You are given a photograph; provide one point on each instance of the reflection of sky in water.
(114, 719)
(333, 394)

---

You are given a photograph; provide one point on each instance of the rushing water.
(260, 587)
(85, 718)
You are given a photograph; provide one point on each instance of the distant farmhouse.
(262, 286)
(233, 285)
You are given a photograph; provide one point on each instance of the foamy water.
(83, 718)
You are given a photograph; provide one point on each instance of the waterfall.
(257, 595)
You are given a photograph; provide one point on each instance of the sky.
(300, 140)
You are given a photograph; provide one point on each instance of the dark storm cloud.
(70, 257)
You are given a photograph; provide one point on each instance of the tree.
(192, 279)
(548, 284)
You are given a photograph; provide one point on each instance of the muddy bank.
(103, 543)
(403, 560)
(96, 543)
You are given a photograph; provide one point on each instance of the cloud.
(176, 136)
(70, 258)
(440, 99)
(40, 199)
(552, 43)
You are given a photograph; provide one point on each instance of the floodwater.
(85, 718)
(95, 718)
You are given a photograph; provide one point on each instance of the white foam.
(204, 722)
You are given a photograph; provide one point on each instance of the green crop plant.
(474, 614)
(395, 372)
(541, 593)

**PROBLEM:**
Which lines of the records contain the word "cloud"? List each one in full, and treat uppercase and lowercase as different.

**WRITTEN SOLUTION:**
You are given a photograph; provide one point on each instance of the dark storm cloud.
You are given a photograph; provide one point on each instance of the cloud.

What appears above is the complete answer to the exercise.